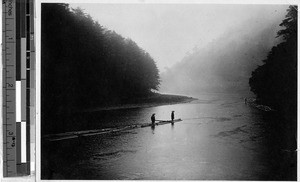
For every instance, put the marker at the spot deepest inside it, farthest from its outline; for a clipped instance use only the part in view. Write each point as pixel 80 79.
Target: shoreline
pixel 151 101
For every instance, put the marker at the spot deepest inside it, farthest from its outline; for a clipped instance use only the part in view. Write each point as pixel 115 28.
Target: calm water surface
pixel 220 138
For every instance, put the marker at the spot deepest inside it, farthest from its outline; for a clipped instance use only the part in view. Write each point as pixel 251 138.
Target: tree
pixel 85 65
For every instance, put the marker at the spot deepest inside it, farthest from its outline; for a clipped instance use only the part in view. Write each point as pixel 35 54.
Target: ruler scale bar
pixel 18 85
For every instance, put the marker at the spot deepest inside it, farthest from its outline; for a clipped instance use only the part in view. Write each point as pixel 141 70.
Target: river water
pixel 220 138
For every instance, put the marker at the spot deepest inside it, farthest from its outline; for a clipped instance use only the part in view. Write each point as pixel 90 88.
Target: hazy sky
pixel 169 31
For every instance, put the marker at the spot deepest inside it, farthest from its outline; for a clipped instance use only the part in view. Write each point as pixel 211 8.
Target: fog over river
pixel 220 138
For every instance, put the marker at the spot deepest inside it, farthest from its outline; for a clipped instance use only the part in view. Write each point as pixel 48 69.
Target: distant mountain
pixel 225 64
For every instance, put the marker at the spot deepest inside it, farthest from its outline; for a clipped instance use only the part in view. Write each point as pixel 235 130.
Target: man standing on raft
pixel 153 119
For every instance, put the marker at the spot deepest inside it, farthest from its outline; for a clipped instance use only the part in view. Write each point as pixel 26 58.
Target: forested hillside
pixel 275 82
pixel 225 64
pixel 85 65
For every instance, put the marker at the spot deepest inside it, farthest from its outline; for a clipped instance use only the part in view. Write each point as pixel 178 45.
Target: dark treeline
pixel 275 82
pixel 85 65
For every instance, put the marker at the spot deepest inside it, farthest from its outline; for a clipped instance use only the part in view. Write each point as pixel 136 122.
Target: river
pixel 220 138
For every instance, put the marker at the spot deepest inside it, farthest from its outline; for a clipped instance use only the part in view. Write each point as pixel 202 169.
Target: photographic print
pixel 168 91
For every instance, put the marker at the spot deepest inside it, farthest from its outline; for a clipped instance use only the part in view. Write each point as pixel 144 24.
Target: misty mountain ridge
pixel 225 64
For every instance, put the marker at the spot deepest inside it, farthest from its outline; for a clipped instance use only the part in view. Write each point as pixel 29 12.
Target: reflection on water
pixel 220 138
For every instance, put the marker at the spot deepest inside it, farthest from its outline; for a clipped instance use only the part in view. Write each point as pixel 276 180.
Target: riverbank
pixel 149 101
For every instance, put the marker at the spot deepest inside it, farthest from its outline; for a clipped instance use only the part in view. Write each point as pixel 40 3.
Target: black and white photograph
pixel 168 91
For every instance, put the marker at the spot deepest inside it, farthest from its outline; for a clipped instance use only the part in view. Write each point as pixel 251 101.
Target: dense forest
pixel 85 65
pixel 275 82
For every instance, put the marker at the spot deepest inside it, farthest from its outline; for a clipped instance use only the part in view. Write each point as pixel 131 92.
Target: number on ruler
pixel 10 85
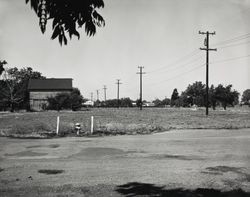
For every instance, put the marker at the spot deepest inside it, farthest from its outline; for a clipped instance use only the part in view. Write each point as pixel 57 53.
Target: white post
pixel 57 125
pixel 92 125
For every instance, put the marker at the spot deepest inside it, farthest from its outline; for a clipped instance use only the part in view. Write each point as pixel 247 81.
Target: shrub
pixel 23 128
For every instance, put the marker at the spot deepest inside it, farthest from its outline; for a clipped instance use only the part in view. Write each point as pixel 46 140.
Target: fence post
pixel 92 125
pixel 57 125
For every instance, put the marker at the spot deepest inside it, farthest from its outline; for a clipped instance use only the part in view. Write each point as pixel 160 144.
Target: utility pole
pixel 207 49
pixel 140 73
pixel 104 88
pixel 118 84
pixel 91 94
pixel 97 95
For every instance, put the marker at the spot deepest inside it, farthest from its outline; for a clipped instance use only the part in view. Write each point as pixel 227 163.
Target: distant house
pixel 41 89
pixel 88 103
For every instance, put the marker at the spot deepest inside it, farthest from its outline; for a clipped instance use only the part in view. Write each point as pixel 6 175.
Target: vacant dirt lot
pixel 122 121
pixel 174 163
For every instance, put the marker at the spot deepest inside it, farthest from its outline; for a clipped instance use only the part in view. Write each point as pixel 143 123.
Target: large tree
pixel 246 97
pixel 67 16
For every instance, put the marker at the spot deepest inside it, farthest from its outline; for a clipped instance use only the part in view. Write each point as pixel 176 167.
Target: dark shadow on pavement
pixel 145 189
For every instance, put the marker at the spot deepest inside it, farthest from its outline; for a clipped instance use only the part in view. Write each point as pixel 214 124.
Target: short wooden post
pixel 92 125
pixel 57 125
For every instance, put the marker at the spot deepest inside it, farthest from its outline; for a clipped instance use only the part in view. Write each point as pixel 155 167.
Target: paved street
pixel 218 159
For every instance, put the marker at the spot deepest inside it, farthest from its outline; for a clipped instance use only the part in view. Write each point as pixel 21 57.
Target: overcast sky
pixel 161 35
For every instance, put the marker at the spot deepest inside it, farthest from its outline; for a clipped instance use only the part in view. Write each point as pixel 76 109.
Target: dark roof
pixel 50 84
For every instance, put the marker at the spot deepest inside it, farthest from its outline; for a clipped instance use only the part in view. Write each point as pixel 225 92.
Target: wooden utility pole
pixel 91 96
pixel 118 86
pixel 140 73
pixel 207 49
pixel 97 95
pixel 104 88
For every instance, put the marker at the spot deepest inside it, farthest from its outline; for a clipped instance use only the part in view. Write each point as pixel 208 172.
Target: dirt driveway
pixel 173 163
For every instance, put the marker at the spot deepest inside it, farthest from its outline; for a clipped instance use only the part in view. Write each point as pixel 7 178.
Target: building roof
pixel 50 84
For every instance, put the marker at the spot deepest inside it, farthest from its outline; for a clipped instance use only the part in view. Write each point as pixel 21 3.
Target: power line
pixel 230 59
pixel 189 55
pixel 232 45
pixel 235 39
pixel 177 76
pixel 182 65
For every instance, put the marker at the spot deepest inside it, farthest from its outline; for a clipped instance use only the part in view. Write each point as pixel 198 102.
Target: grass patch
pixel 111 121
pixel 50 172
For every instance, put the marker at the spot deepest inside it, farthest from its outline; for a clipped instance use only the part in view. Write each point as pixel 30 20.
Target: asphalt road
pixel 127 165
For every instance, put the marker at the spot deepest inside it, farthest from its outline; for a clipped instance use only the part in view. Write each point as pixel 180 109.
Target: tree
pixel 226 96
pixel 161 103
pixel 246 97
pixel 174 97
pixel 67 15
pixel 197 92
pixel 126 102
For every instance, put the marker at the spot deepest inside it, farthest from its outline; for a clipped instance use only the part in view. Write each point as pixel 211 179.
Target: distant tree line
pixel 195 94
pixel 14 94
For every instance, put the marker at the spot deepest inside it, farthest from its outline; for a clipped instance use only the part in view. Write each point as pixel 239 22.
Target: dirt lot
pixel 175 163
pixel 123 121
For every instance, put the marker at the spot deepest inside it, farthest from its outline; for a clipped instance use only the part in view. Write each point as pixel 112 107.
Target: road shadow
pixel 146 189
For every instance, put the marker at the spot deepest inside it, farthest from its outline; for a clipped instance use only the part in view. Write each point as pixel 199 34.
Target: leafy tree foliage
pixel 246 97
pixel 196 93
pixel 174 97
pixel 62 101
pixel 14 86
pixel 162 103
pixel 67 16
pixel 123 102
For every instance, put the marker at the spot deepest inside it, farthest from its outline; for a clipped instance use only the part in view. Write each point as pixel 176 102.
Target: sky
pixel 160 35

####

**REQUIRED WORK**
Give back the lines above word for word, from the first one through the line with "pixel 18 85", both included, and leave the pictures out of your answer.

**FINAL RESULT**
For every instance, put the marker at the spot deepest inside it, farthest from its outline; for a clipped instance use only the part in view. Write each point as pixel 80 79.
Target: shoreline
pixel 151 101
For every instance, put the marker at the spot deepest inside it, farthest from its outline; for a clipped instance use only the part in view. Write each point as pixel 115 28.
Target: calm water surface
pixel 220 138
For every instance, put the marker at the spot deepest inside it, farthest from its outline; for a clipped instance use only the part in view. Write each point as pixel 251 138.
Target: tree
pixel 85 65
For every instance, put the marker at the spot deepest inside it, farthest from its outline; for a clipped instance use only the part in view. Write each point as pixel 35 54.
Target: ruler scale bar
pixel 18 85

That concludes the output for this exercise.